EXERCISE GOAL: Identify every line in the records below that contains the word "white", and copy each of those lines.

Point-per-instance localization data

[Start of Attachment]

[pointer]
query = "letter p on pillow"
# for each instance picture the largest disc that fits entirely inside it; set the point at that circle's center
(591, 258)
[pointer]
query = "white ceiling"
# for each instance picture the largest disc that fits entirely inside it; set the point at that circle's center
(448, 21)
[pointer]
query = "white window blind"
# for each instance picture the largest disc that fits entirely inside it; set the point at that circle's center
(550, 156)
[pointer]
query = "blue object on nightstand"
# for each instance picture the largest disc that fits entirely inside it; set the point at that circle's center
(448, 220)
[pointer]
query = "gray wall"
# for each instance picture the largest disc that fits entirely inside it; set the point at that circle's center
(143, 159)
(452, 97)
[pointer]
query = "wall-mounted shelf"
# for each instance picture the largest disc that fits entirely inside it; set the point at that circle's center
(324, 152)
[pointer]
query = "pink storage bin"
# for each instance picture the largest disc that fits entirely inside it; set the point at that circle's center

[End of Attachment]

OUTPUT OF THE EXERCISE:
query = "white ceiling"
query = "white window blind"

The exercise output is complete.